Reproduce the records starting at the line that contains "Target — boat hull" and ending at the line that contains "column 230, row 57", with "rocky island" changed to "rocky islet" and nothing else altered.
====== RECORDS SHOWN
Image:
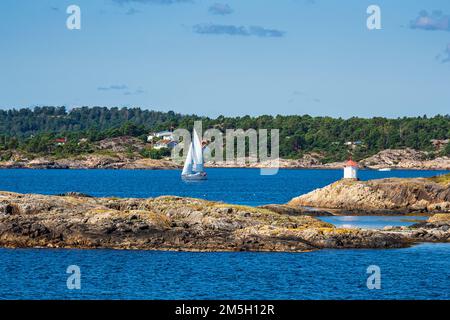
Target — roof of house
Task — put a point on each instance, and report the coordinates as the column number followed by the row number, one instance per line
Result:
column 351, row 163
column 165, row 142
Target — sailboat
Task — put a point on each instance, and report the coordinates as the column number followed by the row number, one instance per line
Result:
column 193, row 165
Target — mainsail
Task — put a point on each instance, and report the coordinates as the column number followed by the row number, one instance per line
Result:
column 197, row 153
column 194, row 159
column 187, row 169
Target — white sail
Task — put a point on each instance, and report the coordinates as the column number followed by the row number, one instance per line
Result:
column 197, row 153
column 187, row 169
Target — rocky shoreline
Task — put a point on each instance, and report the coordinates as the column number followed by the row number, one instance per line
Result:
column 394, row 195
column 185, row 224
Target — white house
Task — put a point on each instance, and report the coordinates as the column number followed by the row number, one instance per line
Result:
column 351, row 170
column 169, row 144
column 164, row 135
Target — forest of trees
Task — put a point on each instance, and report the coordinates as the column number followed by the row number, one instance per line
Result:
column 34, row 130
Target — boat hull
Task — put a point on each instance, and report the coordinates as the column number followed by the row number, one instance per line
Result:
column 195, row 176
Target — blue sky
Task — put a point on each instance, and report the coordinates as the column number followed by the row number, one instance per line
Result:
column 229, row 57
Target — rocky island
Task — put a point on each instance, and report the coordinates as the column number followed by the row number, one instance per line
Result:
column 382, row 196
column 185, row 224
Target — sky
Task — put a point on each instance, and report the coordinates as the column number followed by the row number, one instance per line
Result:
column 230, row 57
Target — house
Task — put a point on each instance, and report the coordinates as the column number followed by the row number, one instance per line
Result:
column 60, row 141
column 164, row 143
column 164, row 135
column 351, row 170
column 353, row 144
column 439, row 144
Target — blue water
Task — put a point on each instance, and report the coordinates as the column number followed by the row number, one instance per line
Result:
column 239, row 186
column 420, row 272
column 372, row 222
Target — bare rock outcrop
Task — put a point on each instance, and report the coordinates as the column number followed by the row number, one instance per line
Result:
column 405, row 159
column 381, row 196
column 169, row 223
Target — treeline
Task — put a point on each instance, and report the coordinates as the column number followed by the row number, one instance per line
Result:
column 34, row 130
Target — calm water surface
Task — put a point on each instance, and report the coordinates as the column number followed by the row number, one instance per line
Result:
column 420, row 272
column 239, row 186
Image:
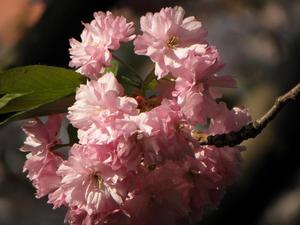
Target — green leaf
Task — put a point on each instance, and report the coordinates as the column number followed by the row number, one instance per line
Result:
column 113, row 68
column 28, row 91
column 8, row 97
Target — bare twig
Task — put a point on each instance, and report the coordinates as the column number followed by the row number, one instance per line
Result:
column 252, row 129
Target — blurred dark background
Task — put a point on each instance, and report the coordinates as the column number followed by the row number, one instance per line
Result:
column 258, row 40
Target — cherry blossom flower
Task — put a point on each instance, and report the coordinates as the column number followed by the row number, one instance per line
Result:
column 88, row 183
column 42, row 162
column 168, row 38
column 98, row 39
column 100, row 101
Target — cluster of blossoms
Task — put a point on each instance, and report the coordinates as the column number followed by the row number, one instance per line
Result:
column 135, row 163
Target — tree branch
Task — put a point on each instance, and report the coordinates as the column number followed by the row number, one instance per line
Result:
column 252, row 129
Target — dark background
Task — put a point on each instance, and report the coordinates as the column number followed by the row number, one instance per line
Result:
column 258, row 40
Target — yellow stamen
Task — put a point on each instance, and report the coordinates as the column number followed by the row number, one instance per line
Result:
column 173, row 42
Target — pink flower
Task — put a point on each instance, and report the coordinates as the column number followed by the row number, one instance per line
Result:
column 41, row 162
column 168, row 38
column 201, row 69
column 229, row 120
column 100, row 36
column 100, row 101
column 197, row 105
column 88, row 183
column 159, row 196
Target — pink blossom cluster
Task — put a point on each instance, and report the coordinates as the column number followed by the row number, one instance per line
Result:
column 135, row 163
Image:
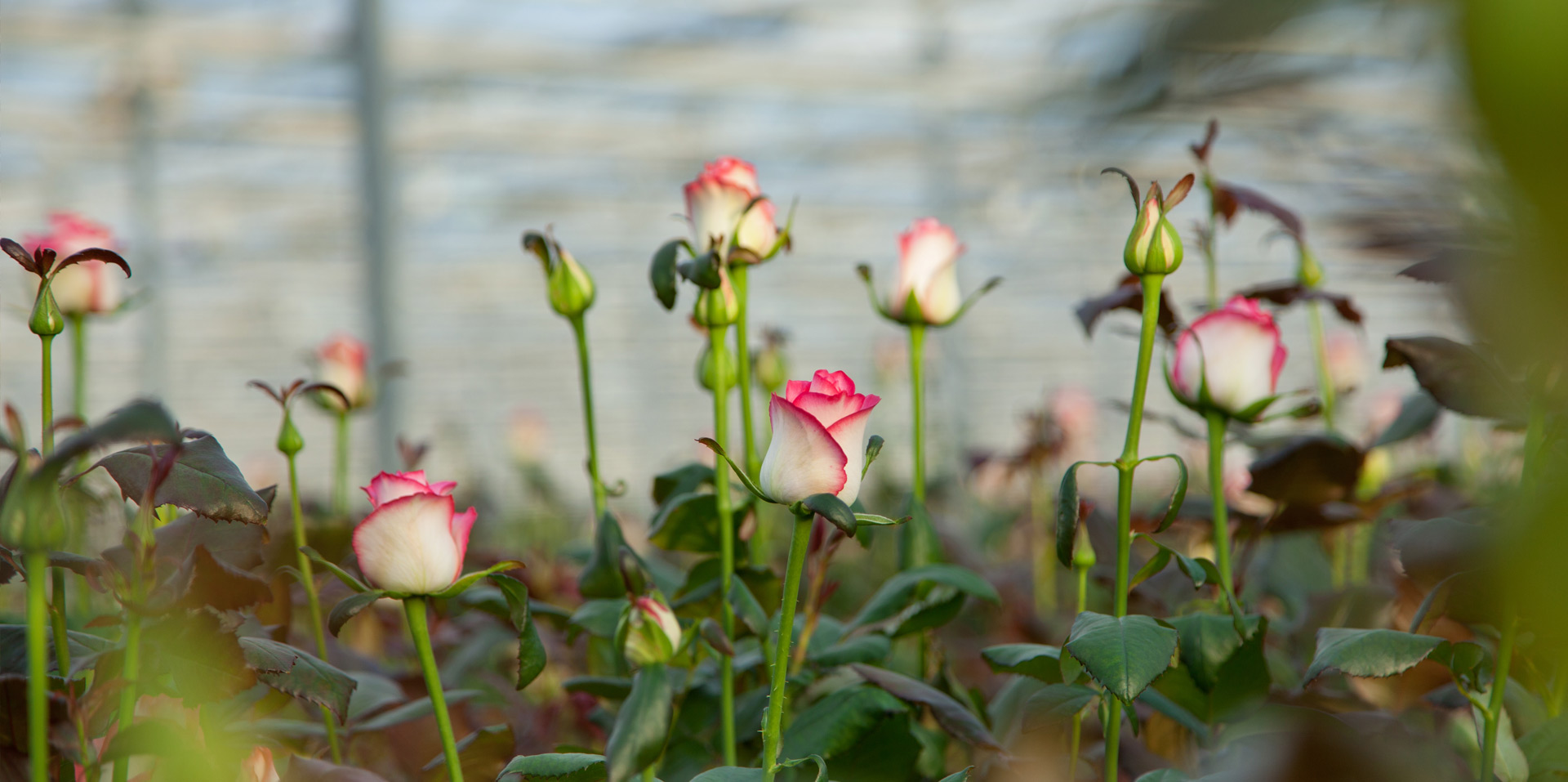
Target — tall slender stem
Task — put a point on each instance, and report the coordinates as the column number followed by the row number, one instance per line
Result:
column 1125, row 467
column 737, row 277
column 417, row 625
column 1499, row 685
column 726, row 541
column 341, row 468
column 313, row 601
column 1222, row 523
column 775, row 718
column 37, row 666
column 581, row 328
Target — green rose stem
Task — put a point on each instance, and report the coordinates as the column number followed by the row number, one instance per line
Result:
column 417, row 627
column 581, row 328
column 341, row 463
column 726, row 542
column 1222, row 523
column 291, row 443
column 1125, row 467
column 780, row 679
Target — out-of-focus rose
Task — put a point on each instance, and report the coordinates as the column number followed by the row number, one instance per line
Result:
column 819, row 439
column 1346, row 360
column 87, row 286
column 342, row 361
column 414, row 539
column 929, row 272
column 653, row 633
column 259, row 766
column 1228, row 360
column 715, row 201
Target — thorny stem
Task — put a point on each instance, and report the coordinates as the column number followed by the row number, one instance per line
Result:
column 726, row 543
column 579, row 327
column 775, row 717
column 313, row 601
column 417, row 627
column 1125, row 467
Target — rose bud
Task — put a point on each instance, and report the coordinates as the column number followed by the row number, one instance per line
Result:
column 414, row 539
column 85, row 286
column 927, row 274
column 1155, row 245
column 1228, row 360
column 259, row 766
column 653, row 633
column 819, row 439
column 341, row 361
column 717, row 203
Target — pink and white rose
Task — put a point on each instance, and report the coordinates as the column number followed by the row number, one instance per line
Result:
column 414, row 539
column 342, row 361
column 929, row 269
column 87, row 286
column 719, row 197
column 819, row 439
column 1230, row 359
column 654, row 633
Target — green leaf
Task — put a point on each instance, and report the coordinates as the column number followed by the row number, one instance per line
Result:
column 949, row 713
column 1123, row 654
column 639, row 735
column 1056, row 704
column 557, row 766
column 349, row 608
column 833, row 509
column 530, row 650
column 1178, row 495
column 1370, row 652
column 898, row 591
column 872, row 449
column 342, row 575
column 1031, row 660
column 298, row 674
column 748, row 608
column 840, row 722
column 736, row 471
column 603, row 577
column 662, row 272
column 203, row 480
column 872, row 647
column 613, row 688
column 1068, row 511
column 463, row 583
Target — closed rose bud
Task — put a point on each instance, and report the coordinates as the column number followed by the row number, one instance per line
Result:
column 717, row 209
column 927, row 274
column 1228, row 360
column 571, row 288
column 653, row 633
column 819, row 439
column 414, row 539
column 259, row 766
column 88, row 286
column 1155, row 245
column 342, row 361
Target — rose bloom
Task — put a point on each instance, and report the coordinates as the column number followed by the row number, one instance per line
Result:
column 929, row 269
column 715, row 201
column 342, row 363
column 1233, row 355
column 88, row 286
column 414, row 539
column 819, row 439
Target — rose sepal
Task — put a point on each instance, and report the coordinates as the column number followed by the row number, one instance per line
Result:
column 466, row 581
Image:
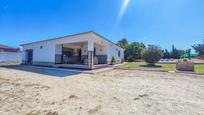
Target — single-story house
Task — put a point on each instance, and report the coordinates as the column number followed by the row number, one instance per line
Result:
column 86, row 50
column 10, row 54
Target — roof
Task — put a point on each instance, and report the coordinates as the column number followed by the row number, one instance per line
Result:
column 89, row 32
column 4, row 48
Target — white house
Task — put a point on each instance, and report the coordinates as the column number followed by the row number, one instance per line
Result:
column 9, row 54
column 86, row 50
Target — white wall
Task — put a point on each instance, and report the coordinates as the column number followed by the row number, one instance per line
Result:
column 10, row 56
column 113, row 51
column 52, row 47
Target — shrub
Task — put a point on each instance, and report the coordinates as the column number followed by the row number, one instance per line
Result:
column 152, row 54
column 122, row 60
column 113, row 60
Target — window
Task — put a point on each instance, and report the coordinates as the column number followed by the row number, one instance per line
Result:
column 94, row 52
column 118, row 53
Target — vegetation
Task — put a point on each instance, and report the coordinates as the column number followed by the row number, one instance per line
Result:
column 113, row 60
column 133, row 51
column 199, row 48
column 123, row 43
column 167, row 67
column 175, row 53
column 152, row 54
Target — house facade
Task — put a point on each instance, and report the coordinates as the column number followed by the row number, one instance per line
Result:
column 85, row 50
column 10, row 54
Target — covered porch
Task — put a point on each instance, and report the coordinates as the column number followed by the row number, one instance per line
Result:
column 83, row 55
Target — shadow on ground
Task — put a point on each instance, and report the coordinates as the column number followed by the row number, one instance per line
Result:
column 55, row 72
column 151, row 66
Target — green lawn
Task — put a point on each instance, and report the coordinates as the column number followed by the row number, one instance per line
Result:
column 168, row 67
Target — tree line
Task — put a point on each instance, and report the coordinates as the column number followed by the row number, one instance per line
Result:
column 133, row 51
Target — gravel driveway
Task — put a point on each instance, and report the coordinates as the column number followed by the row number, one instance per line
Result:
column 115, row 92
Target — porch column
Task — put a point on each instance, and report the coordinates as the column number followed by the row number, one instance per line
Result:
column 90, row 53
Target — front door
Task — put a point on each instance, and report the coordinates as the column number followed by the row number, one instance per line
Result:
column 79, row 55
column 29, row 57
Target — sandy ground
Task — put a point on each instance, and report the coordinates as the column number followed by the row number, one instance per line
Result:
column 31, row 91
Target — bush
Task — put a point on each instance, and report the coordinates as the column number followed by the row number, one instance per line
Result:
column 152, row 54
column 133, row 51
column 122, row 60
column 113, row 60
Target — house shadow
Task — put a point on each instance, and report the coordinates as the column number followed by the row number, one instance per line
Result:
column 55, row 72
column 151, row 66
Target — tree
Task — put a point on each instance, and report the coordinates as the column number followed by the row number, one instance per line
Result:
column 176, row 53
column 152, row 54
column 166, row 54
column 199, row 48
column 123, row 43
column 133, row 51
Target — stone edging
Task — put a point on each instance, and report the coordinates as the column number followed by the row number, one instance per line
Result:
column 186, row 72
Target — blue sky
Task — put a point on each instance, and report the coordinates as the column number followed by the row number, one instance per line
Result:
column 159, row 22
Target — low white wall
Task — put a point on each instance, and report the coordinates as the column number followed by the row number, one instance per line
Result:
column 10, row 56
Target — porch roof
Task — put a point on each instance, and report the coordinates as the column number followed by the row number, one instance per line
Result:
column 90, row 32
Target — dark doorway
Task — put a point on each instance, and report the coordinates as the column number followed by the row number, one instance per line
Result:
column 29, row 57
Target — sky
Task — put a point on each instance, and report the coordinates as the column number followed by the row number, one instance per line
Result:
column 159, row 22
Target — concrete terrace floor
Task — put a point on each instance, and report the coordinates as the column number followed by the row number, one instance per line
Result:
column 31, row 91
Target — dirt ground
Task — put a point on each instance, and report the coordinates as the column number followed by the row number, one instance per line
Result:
column 34, row 91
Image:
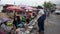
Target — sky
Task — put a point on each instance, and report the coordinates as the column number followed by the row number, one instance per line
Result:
column 27, row 2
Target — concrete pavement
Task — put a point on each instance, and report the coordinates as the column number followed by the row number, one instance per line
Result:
column 52, row 25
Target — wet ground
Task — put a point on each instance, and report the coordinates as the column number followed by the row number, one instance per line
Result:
column 52, row 25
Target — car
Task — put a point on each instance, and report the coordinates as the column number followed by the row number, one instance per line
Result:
column 57, row 12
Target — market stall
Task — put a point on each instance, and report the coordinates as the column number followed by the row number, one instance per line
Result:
column 29, row 17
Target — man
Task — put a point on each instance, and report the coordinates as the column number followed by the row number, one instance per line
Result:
column 41, row 20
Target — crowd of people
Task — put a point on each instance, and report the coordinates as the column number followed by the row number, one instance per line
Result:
column 17, row 23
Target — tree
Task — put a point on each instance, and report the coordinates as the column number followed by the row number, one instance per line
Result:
column 49, row 4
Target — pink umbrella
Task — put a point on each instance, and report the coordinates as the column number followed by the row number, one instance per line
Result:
column 15, row 8
column 29, row 8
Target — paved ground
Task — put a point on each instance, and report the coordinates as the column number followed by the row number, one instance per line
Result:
column 52, row 25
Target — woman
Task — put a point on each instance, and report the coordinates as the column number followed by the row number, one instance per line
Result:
column 41, row 20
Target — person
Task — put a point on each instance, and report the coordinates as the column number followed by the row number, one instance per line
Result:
column 41, row 20
column 17, row 22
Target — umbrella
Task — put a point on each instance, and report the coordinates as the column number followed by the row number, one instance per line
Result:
column 14, row 8
column 29, row 8
column 4, row 20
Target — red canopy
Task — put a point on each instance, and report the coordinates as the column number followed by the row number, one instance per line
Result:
column 14, row 8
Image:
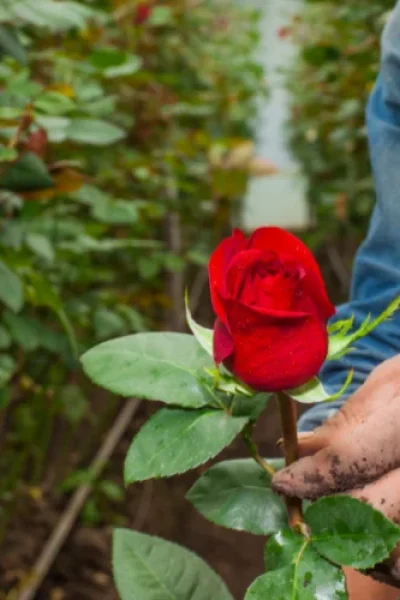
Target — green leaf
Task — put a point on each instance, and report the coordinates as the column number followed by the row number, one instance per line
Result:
column 237, row 494
column 154, row 366
column 27, row 174
column 340, row 341
column 8, row 367
column 9, row 44
column 94, row 131
column 149, row 568
column 203, row 335
column 313, row 391
column 11, row 290
column 5, row 338
column 54, row 103
column 56, row 127
column 252, row 407
column 297, row 572
column 174, row 441
column 278, row 585
column 351, row 533
column 161, row 15
column 115, row 63
column 41, row 246
column 57, row 16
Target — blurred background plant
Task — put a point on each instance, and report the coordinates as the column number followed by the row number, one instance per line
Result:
column 335, row 68
column 125, row 151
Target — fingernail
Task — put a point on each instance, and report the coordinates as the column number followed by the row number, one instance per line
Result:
column 305, row 435
column 301, row 436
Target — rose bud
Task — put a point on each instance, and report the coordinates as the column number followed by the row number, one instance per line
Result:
column 272, row 309
column 142, row 13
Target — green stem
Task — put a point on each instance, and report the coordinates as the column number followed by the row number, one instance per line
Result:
column 288, row 413
column 253, row 450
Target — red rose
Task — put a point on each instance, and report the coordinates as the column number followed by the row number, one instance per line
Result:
column 142, row 13
column 272, row 308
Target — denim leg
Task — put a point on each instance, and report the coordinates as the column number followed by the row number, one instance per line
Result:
column 376, row 274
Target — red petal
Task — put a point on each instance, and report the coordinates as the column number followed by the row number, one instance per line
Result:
column 273, row 353
column 288, row 246
column 218, row 268
column 223, row 343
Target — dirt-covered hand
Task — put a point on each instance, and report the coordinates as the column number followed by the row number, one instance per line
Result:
column 355, row 452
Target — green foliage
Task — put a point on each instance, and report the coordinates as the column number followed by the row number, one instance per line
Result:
column 349, row 532
column 237, row 494
column 344, row 531
column 166, row 367
column 336, row 66
column 101, row 139
column 297, row 571
column 150, row 569
column 174, row 441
============
TASK ANSWER:
Target — boat hull
Task — put a point on each instance, and report the coordinates as the column number followed by the row number, one instance per line
Result:
column 195, row 176
Target — blue sky
Task — put a point on each instance, and report the coordinates as the column number followed by the row number, one instance per line
Result:
column 229, row 57
Target — rocky islet
Task — put a point on each instance, and report the coordinates as the column number followed by the row number, one instance per line
Result:
column 382, row 196
column 185, row 224
Target — sky
Task — put a point on each instance, and report the coordinates as the column number followed by the row number, one instance per line
Result:
column 230, row 57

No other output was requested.